# PROVIDED PASSAGE
********************

Georges Bon

Personal information
- Full name: Georges Gabriel Bon
- Date of birth: 14 July 1886
- Place of birth: Boulogne-sur-Mer, France
- Date of death: 18 December 1949 (aged 63)
- Place of death: Forcalquier, France
- Height: 1,79 m
- Position: Forward

Senior career*
- Years: Team / Apps / (Gls)
- 1906–1908: US Boulogne

International career
- 1907: France / 1 / (0)
- 1907–1911: Northern France / 2 / (1)
- 1910: France (unofficial) / 1 / (0)

= Georges Bon =

French footballer (1886–1949)

Georges Gabriel Bon (14 July 1886 – 18 December 1949) was a French footballer who played as a forward for US Boulogne in the early 20th century. He also played one match for the French national team in 1907.

==Career==
Georges Bon was born in Boulogne-sur-Mer on 14 July 1886, as the son of a customs officer. He began his football career at his hometown club US Boulogne, whose pitch, called the Moulin Wibert, was perched on top of a cliff, thus being both steep and exposed to all the winds. At the time, Northern France had two separate regional championships: the land and the maritime, whose winners were opposed in a final, and Boulogne therefore usually played against Dunkerque FC and its main rivals RC Calais in the maritime championship, and then only met RC Roubaix or US Tourcoing in the regional final, which they lost regularly; and in fact, in Bon's first such final in 1906, Boulogne was beaten 1–0 by Roubaix thanks to a goal from André François.

Bon was 1.79 meters tall (the equivalent of over 1.90 m at the time), so he was comfortable with being more physical on the pitch. On 1 November 1906, probably because of his size, Bon was pre-selected for his first international match for France, a friendly against England amateurs, with the following comment: "Completely unknown in Paris, he is considered one of the best forwards in the North". However, he remained an unused substitute, thus avoiding being part of a 15–0 humiliating defeat.

Basically, Boulogne, Calais, and Dunkirk played in a closed environment, so international football was far from their concerns, but his performance in the 1907 match between the Nord and Paris (scored once in a 4–1 win), which served as annual test matches for the French national team, convinced France's head coach, the Northerner André Billy, to give him a chance in a friendly match against Belgium at Uccle on 21 April 1907. During the match, he co-scored the winning goal (2–1), which was described in the press as follows: "Puget crosses the ball into the area where; at the same time, François, Bon, and Camard push the Belgian goalkeeper Robert Hustin together, and the four men roll into the net". The goal is generally attributed to François, but, given the size of Bon, it is quite possible that it was he who sent Hustin to the back of his goal; no one interviewed the players to clarify this point. After this match, France's captain Fernand Canelle congratulated Bon, stating that he was "an example to French forwards; he knew how to mark his opponent the moment they received the ball, and this saved his half-backs and full-backs unnecessary work"; in other words, Bon was the first French forward to carry out defensive work in international matches, doing so spontaneously (because there was no coach at the time).

********************

# DATA EXTRACTS
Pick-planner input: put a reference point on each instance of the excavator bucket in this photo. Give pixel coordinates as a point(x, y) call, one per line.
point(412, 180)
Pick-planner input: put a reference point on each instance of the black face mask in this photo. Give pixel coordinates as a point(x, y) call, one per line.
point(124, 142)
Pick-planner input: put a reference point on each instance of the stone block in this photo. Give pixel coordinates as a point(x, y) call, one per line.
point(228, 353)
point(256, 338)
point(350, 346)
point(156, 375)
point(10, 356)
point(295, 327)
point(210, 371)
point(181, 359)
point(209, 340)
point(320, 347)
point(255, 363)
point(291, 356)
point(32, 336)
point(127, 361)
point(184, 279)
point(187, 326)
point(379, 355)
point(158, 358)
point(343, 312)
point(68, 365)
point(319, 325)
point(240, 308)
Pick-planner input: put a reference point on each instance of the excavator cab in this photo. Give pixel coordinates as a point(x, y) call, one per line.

********************

# REQUIRED TASKS
- a) From the Career section of the Georges Bon article, list every football club named.
- b) Echo the Georges Bon article exactly, starting at "Senior career*" and ending at "(unofficial) / 1 / (0)".
- c) According to the Georges Bon article, who scored the goal that beat Boulogne in the 1906 regional final?

# TASK RESPONSES
- a) US Boulogne, Dunkerque FC, RC Calais, RC Roubaix, US Tourcoing

- b)
Senior career*
- Years: Team / Apps / (Gls)
- 1906–1908: US Boulogne

International career
- 1907: France / 1 / (0)
- 1907–1911: Northern France / 2 / (1)
- 1910: France (unofficial) / 1 / (0)

- c) André François